• _TASK TO CARRY OUT_: Rewrite the plot summary starting at "Back in Kathy’s" and ending at "if he knows.", substituting "sergeant" for "corporal".

The Union attack comes, and it is as bad as they feared, though Clay is still standing.


Yet, the Union soldiers’ plans change when they get news that they aren’t getting all of the equipment they’d hoped for. One of the officers remarks that they have plenty of powder but not enough guns, to which Will responds that they’ll load up the caverns and blow off the mountaintop from the inside. As they’re talking and planning, Will runs his hand across the piano keys, but no sound comes out. He had earlier played a few notes on those keys, which sounded normal, and now recognizing that the piano’s wires are gone, he knows that Kathy has betrayed him. The final decision is made to blow up the inside of Devil’s Mountain.


Back in Kathy’s bedroom, where she is now under guard, she laments the outcome that she knows his coming: Will will kill Clay. However, she tries to persuade the corporal who guards her to let her talk to Will Denning. When the attack was planned, Will didn’t know that his old friend Clay is leading the Confederates on the mountaintop. She believes that she can get them to surrender and that she can talk Will out of the blast if he knows.

• _DATA_:
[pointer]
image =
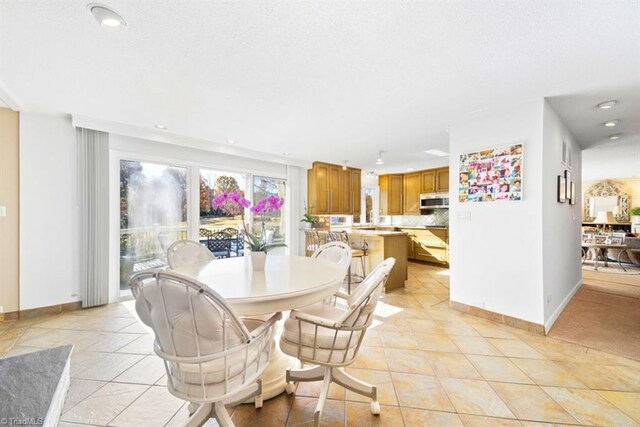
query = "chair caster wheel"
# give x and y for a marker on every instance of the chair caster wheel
(192, 408)
(290, 388)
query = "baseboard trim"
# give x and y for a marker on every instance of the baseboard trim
(558, 311)
(498, 317)
(40, 311)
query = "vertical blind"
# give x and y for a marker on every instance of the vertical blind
(93, 183)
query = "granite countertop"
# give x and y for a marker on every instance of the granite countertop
(396, 227)
(359, 232)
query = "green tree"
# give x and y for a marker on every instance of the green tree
(130, 176)
(225, 183)
(205, 196)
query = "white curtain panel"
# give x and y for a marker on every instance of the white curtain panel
(297, 180)
(93, 182)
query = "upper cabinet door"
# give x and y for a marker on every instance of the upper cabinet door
(442, 180)
(334, 189)
(356, 193)
(318, 189)
(412, 188)
(345, 191)
(395, 194)
(428, 181)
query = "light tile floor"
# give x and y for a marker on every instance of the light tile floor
(432, 365)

• _ANSWER TO THE EXERCISE_:
Back in Kathy’s bedroom, where she is now under guard, she laments the outcome that she knows his coming: Will will kill Clay. However, she tries to persuade the sergeant who guards her to let her talk to Will Denning. When the attack was planned, Will didn’t know that his old friend Clay is leading the Confederates on the mountaintop. She believes that she can get them to surrender and that she can talk Will out of the blast if he knows.